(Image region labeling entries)
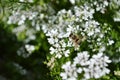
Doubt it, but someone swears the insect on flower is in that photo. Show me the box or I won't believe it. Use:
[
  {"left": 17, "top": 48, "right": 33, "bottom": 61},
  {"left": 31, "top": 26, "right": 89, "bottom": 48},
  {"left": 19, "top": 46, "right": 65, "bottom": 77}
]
[{"left": 69, "top": 33, "right": 86, "bottom": 47}]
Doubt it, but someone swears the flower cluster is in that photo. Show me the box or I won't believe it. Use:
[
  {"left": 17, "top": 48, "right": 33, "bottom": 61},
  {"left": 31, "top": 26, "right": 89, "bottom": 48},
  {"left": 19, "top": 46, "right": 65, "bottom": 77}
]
[{"left": 5, "top": 0, "right": 115, "bottom": 80}]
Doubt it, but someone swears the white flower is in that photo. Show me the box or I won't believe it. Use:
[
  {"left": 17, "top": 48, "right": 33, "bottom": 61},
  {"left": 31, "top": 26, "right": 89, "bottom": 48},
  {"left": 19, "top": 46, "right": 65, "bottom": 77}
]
[
  {"left": 108, "top": 40, "right": 114, "bottom": 45},
  {"left": 60, "top": 61, "right": 78, "bottom": 80},
  {"left": 74, "top": 51, "right": 89, "bottom": 66}
]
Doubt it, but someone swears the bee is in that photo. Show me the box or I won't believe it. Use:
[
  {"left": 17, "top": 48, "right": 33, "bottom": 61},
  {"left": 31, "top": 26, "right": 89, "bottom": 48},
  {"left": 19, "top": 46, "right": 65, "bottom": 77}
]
[{"left": 69, "top": 33, "right": 86, "bottom": 47}]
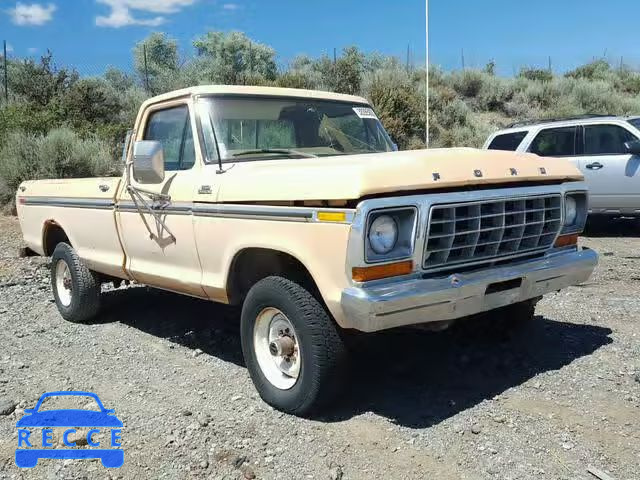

### PROBLEM DESCRIPTION
Copy the rows above line for line, without changing anything, and leave out the pictures.

### FINISHED ANSWER
Doubt it, but someone swears the insect on flower is in that photo. Show me the box or I won't believe it. Use:
[
  {"left": 17, "top": 48, "right": 33, "bottom": 61},
  {"left": 31, "top": 26, "right": 89, "bottom": 48},
  {"left": 19, "top": 46, "right": 65, "bottom": 77}
]
[{"left": 69, "top": 33, "right": 86, "bottom": 47}]
Doubt it, but someone swears the flower cluster is in that photo. Show me the box or I won't believe it. Use:
[
  {"left": 17, "top": 48, "right": 33, "bottom": 61},
  {"left": 31, "top": 26, "right": 89, "bottom": 48},
  {"left": 19, "top": 46, "right": 65, "bottom": 77}
]
[{"left": 5, "top": 0, "right": 115, "bottom": 80}]
Doubt it, but someone swears the white flower is in that photo. Show me the box or I won't believe it. Use:
[
  {"left": 17, "top": 48, "right": 33, "bottom": 61},
  {"left": 31, "top": 26, "right": 89, "bottom": 48},
  {"left": 19, "top": 46, "right": 65, "bottom": 77}
]
[
  {"left": 108, "top": 40, "right": 114, "bottom": 45},
  {"left": 60, "top": 61, "right": 78, "bottom": 80},
  {"left": 74, "top": 51, "right": 89, "bottom": 66}
]
Doubt it, but someone swears the bee is in that photo. Show me the box or I won't believe it. Use:
[
  {"left": 17, "top": 48, "right": 33, "bottom": 61},
  {"left": 31, "top": 26, "right": 89, "bottom": 48},
  {"left": 19, "top": 46, "right": 65, "bottom": 77}
]
[{"left": 69, "top": 33, "right": 86, "bottom": 47}]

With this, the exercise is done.